**AUFGABENSTELLUNG:** Führe das Bundesgerichtsurteil zur Invalidenrente im Anschluss an seinen letzten Satz weiter.

BGer 9C_936/2011
 
BGer 9C_936/2011 vom 21.03.2012
Bundesgericht
Tribunal fédéral
Tribunale federale
{T 0/2}
9C_936/2011
Urteil vom 21. März 2012
II. sozialrechtliche Abteilung
Besetzung
Bundesrichter U. Meyer, Präsident,
Bundesrichterinnen Pfiffner Rauber, Glanzmann,
Gerichtsschreiber Fessler.
 
Verfahrensbeteiligte
IV-Stelle des Kantons St. Gallen,
Brauerstrasse 54, 9016 St. Gallen,
Beschwerdeführerin,
gegen
K.________, vertreten durch
Rechtsanwalt Dr. Ueli Kieser,
Beschwerdegegner.
Gegenstand
Invalidenversicherung (Invalidenrente),
Beschwerde gegen den Entscheid des Versicherungsgerichts des Kantons St. Gallen vom 9. November 2011.
Sachverhalt:
A.
Mit Verfügung vom 27. Oktober 2009 verneinte die IV-Stelle des Kantons St. Gallen in Berücksichtigung u.a. des Gutachtens des Instituts I.________ vom 10. Juni 2009 den Anspruch des 1953 geborenen K.________ auf eine Rente der Invalidenversicherung.

**INFORMATIONEN:**
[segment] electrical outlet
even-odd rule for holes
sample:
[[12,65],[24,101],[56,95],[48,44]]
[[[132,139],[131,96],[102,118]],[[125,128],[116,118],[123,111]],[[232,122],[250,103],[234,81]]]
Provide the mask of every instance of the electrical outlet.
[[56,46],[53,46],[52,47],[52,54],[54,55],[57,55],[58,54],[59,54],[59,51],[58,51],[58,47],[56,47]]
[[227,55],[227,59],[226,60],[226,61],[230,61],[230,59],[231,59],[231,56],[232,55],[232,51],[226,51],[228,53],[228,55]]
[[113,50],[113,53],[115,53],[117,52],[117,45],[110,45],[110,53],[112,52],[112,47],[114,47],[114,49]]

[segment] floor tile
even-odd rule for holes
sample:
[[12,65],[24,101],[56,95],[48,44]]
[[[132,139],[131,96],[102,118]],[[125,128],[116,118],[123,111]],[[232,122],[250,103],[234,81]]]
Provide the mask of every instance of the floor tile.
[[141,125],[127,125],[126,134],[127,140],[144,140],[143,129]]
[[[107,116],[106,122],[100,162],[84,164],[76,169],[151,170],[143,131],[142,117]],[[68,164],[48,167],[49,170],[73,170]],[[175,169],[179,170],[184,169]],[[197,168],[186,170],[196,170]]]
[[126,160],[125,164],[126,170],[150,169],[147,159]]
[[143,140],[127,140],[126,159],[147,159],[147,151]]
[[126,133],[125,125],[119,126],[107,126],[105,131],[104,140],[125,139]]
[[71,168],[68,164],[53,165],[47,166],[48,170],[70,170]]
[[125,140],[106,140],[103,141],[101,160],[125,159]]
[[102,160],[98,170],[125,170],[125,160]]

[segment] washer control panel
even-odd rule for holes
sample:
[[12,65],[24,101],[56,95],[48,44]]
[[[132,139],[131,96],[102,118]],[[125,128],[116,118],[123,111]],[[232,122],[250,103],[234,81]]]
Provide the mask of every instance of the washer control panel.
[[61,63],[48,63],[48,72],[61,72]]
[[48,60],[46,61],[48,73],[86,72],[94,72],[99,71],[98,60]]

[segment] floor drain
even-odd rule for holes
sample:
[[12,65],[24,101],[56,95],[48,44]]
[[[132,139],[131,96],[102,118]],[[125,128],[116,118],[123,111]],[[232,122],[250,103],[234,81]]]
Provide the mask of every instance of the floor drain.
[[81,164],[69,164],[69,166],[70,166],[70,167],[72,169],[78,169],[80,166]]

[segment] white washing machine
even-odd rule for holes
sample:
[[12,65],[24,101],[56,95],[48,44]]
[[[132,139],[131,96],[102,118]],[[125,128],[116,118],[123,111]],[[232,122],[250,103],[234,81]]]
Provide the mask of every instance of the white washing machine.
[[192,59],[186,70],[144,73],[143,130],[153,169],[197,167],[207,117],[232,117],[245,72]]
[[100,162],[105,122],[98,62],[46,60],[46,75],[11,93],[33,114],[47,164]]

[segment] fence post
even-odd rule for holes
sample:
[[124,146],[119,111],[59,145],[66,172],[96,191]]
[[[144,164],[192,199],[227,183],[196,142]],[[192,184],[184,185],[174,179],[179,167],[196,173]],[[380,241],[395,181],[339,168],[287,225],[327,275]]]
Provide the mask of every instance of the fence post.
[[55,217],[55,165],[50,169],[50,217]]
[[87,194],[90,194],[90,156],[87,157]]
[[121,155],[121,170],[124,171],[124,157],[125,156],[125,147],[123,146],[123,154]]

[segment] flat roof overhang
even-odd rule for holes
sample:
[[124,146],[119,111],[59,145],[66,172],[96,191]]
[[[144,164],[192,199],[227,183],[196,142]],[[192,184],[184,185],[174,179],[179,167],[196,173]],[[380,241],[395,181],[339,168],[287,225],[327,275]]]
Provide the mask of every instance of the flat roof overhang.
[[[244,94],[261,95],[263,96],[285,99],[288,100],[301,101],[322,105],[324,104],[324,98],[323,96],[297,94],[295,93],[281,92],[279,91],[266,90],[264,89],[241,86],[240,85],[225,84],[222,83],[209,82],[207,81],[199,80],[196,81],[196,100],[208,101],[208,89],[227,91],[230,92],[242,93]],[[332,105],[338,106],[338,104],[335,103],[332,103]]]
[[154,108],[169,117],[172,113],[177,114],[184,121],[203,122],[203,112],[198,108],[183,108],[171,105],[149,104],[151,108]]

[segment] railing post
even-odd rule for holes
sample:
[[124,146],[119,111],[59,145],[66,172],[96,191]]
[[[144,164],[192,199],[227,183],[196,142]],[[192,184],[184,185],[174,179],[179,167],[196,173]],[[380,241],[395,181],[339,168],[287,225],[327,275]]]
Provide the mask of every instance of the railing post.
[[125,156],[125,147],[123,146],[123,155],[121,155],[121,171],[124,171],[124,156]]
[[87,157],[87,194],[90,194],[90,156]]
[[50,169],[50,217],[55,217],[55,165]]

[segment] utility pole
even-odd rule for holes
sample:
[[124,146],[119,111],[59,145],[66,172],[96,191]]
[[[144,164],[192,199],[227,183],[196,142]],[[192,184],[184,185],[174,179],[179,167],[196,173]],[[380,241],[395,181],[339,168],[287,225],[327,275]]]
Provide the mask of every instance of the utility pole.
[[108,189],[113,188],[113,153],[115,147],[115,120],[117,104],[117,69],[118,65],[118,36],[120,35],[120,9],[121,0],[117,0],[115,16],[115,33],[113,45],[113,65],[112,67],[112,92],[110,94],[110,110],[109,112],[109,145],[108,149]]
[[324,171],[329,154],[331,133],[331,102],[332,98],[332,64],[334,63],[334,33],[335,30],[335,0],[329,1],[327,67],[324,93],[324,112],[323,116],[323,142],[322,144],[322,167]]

**ANTWORT:**
B.
In teilweiser Gutheissung der Beschwerde des K.________ hob das Versicherungsgericht des Kantons St. Gallen mit Entscheid vom 9. November 2011 die angefochtene Verfügung auf und sprach dem Versicherten eine halbe Rente ab 1. Dezember 2007 zu, unter Rückweisung der Sache an die IV-Stelle zur Festsetzung des Rentenbetrages.
C.
Die IV-Stelle führt Beschwerde in öffentlich-rechtlichen Angelegenheiten mit dem Rechtsbegehren, der Entscheid vom 9. November 2011 sei aufzuheben.
K.________ lässt beantragen, die Beschwerde sei abzuweisen, soweit darauf einzutreten sei, eventualiter die Sache an die Vorinstanz zur Vervollständigung der Beweisgrundlage zurückzuweisen. Das kantonale Versicherungsgericht und das Bundesamt für Sozialversicherungen verzichten auf eine Vernehmlassung.
Erwägungen:
1.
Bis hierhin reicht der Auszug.